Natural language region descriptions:
Content starts

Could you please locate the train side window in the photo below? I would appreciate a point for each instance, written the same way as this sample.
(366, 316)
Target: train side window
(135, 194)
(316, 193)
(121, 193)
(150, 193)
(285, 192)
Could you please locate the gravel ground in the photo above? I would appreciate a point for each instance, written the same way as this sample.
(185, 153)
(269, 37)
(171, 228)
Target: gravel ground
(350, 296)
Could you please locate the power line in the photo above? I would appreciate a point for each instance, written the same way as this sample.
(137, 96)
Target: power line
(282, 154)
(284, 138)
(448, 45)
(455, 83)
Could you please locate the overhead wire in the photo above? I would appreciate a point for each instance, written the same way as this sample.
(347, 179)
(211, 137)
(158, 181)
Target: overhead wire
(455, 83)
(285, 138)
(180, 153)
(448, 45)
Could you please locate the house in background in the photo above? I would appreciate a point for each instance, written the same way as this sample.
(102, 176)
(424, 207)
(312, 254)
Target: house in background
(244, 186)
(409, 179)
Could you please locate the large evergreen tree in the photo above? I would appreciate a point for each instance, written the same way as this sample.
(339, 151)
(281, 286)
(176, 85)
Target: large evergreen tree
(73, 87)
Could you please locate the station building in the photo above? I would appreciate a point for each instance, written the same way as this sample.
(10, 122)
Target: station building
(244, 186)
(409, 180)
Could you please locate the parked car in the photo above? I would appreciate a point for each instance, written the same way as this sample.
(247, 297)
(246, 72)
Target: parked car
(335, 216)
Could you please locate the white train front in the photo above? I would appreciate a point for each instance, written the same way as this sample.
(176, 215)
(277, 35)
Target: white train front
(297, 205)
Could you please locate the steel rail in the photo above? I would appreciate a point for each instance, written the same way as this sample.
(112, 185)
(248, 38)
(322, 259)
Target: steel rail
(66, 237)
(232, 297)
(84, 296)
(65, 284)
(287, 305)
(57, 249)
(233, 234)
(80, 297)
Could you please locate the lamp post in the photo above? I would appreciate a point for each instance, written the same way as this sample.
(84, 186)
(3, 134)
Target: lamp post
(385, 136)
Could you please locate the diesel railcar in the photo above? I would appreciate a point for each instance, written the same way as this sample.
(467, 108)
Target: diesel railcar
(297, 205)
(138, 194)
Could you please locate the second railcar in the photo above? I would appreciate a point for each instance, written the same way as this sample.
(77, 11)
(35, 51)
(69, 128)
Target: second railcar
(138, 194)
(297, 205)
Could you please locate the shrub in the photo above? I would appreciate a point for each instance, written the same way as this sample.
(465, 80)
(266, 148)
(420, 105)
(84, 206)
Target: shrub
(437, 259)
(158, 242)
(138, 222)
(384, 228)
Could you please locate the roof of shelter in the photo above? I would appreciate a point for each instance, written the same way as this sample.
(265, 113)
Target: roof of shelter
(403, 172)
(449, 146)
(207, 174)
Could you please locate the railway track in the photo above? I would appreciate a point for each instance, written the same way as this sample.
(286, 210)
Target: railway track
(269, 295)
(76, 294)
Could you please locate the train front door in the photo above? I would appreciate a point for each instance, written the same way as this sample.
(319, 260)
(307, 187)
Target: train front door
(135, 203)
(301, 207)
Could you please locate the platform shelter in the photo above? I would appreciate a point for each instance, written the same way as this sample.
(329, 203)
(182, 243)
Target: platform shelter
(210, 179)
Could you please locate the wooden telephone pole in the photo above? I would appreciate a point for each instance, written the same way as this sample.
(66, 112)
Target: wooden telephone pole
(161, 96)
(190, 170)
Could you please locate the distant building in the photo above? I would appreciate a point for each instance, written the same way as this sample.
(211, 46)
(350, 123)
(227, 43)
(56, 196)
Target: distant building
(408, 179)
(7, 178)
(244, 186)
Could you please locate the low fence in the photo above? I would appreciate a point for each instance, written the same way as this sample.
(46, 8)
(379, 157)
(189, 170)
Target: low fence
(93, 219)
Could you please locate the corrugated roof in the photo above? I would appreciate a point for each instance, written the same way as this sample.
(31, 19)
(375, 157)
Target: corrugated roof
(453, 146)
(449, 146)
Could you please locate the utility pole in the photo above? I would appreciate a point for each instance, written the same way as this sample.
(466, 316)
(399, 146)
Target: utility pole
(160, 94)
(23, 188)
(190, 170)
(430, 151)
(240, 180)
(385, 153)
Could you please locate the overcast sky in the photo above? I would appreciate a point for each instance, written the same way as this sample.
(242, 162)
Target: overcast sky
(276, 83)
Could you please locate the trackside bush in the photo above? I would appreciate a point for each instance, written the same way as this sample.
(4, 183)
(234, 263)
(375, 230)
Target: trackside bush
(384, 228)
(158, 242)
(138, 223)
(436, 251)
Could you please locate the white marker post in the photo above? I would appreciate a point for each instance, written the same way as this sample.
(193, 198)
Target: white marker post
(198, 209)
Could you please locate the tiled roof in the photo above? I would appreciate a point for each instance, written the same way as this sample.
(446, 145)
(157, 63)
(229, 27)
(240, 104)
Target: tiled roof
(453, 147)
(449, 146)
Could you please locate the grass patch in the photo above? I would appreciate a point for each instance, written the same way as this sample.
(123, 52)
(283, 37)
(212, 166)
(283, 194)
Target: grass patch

Content ends

Exercise directions: If a line of the data includes the word "patch", it counts; give how many lines do, as a bare number.

Solution for this task: 2